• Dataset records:
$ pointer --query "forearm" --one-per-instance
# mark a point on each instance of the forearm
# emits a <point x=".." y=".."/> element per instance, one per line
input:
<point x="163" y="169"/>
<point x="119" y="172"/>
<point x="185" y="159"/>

• PROBLEM STATEMENT:
Count how many lines in the data contain the word "forearm". Reply with that number only.

• ANSWER AREA:
2